= DATA SECTION =
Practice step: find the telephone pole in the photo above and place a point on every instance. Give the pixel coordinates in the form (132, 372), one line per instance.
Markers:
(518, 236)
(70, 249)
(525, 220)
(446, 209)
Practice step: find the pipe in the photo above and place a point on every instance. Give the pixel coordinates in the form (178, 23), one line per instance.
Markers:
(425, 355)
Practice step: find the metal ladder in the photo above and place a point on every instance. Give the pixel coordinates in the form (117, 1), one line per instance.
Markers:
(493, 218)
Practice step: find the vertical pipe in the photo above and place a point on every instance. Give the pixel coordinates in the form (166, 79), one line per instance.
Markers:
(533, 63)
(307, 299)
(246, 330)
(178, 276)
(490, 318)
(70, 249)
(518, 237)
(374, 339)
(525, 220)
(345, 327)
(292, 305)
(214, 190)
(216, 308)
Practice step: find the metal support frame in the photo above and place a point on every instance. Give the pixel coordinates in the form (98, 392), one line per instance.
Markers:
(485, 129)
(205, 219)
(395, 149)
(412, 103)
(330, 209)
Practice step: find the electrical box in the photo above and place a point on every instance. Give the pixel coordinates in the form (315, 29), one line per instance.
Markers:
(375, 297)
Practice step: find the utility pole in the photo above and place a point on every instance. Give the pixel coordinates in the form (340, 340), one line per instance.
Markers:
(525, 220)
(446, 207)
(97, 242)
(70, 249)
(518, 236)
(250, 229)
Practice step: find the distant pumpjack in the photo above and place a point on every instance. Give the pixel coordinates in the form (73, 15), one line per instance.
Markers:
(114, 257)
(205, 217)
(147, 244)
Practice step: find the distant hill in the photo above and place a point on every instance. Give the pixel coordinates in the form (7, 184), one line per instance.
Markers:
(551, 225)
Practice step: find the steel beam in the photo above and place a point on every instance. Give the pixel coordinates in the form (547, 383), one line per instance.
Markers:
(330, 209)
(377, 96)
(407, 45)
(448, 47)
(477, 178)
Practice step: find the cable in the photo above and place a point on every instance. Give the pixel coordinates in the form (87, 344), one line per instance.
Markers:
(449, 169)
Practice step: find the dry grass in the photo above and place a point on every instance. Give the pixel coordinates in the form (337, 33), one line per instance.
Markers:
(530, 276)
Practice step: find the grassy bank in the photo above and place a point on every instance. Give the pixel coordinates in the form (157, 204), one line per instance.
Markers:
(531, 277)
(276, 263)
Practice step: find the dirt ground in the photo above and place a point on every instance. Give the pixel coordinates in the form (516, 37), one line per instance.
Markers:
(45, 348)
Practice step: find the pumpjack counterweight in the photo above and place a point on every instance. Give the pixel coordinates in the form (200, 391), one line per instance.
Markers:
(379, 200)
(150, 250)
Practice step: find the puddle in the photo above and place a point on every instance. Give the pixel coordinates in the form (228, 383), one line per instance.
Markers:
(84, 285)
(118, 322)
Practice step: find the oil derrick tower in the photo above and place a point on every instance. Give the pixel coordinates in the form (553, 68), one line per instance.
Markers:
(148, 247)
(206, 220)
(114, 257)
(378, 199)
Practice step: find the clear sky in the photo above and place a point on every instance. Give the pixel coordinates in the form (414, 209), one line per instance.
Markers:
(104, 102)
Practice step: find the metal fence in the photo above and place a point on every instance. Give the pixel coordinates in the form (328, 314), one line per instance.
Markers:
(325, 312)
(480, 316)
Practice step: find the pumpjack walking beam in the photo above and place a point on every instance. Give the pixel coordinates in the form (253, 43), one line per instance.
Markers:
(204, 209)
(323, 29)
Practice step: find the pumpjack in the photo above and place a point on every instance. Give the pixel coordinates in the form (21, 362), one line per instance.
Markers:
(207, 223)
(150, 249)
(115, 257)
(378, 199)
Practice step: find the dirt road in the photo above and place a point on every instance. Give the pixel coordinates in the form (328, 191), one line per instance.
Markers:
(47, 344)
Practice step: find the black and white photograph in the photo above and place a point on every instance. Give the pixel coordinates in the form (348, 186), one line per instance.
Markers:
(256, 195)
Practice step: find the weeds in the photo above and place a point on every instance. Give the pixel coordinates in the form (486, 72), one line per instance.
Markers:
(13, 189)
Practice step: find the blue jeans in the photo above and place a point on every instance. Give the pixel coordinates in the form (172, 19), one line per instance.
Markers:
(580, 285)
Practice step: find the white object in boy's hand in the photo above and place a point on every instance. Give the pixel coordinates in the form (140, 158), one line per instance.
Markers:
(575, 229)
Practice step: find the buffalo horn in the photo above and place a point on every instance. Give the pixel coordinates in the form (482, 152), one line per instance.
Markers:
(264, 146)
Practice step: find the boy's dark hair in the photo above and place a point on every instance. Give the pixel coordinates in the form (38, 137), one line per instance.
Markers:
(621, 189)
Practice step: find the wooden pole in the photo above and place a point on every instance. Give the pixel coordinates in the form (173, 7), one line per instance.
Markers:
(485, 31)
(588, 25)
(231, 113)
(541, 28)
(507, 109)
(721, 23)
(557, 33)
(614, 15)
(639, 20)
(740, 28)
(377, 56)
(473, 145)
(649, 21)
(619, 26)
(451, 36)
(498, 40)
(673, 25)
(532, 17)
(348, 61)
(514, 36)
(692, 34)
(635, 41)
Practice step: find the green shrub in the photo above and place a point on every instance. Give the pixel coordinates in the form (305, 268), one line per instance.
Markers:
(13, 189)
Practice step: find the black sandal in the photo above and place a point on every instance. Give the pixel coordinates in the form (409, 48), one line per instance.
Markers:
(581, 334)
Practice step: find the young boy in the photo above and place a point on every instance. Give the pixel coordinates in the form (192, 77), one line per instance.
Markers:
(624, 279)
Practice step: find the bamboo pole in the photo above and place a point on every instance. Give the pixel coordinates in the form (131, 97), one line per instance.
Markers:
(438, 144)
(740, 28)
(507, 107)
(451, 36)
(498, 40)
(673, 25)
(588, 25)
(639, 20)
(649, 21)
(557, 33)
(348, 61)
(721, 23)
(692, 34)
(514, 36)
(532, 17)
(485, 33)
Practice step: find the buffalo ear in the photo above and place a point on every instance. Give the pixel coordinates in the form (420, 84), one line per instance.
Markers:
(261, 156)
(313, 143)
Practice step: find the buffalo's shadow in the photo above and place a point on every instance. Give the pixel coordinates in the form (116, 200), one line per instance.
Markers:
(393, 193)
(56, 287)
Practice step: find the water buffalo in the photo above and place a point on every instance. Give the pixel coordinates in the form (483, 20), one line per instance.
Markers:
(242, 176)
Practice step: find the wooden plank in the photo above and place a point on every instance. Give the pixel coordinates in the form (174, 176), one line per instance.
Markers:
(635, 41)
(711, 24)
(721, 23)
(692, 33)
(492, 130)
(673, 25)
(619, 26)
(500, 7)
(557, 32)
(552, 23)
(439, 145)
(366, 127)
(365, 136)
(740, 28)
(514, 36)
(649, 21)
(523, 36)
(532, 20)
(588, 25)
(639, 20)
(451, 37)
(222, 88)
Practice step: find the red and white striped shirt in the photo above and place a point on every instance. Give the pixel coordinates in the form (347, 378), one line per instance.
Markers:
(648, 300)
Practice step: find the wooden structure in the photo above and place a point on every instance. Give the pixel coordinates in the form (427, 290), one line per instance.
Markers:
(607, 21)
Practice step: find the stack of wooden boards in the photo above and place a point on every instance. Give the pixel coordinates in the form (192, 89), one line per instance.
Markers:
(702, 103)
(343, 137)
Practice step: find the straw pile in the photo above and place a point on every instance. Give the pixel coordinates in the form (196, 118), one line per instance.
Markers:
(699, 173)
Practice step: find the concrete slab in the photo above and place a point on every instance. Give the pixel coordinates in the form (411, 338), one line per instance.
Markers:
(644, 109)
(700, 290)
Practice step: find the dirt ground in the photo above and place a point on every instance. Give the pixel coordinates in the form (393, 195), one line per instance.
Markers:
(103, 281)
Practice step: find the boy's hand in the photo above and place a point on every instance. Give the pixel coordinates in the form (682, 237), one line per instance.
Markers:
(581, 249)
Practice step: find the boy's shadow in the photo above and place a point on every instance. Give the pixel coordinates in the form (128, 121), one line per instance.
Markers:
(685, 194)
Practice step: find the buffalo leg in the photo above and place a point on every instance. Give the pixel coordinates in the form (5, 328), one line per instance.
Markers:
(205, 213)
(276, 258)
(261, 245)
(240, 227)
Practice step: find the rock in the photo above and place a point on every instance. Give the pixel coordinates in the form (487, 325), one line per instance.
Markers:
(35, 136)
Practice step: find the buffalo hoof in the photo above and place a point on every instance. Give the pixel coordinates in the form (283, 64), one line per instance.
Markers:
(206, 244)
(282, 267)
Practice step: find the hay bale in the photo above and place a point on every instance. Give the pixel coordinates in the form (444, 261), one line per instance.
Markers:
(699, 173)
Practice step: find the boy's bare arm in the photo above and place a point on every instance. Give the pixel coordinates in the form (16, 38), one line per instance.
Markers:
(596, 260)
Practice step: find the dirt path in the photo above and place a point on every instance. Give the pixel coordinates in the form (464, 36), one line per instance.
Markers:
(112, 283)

= THE REQUEST =
Output the line that contains "Practice step: find the buffalo hoof", followed by every later line in the listing, with no line omitted and none added.

= TASK RESPONSE =
Practice step: find the buffalo hoof in the photo above and place a point on every instance. Give the pixel coordinates in the form (283, 64), one line per instance.
Markers:
(206, 244)
(282, 267)
Practice step: find the hay bale in the photo above and place a point on every instance. Give the pixel coordinates in the form (444, 261), one line per instance.
Markers:
(699, 173)
Practice step: find the boy's bare arm in the photo above and place a point on every instance. Give the pixel coordinates in the form (16, 38), one line per instance.
Markers:
(596, 260)
Practice step: find the dirt path in the photo above and place a point on every instance. Give the pixel coordinates in the form (464, 36), one line per instance.
Markers:
(112, 283)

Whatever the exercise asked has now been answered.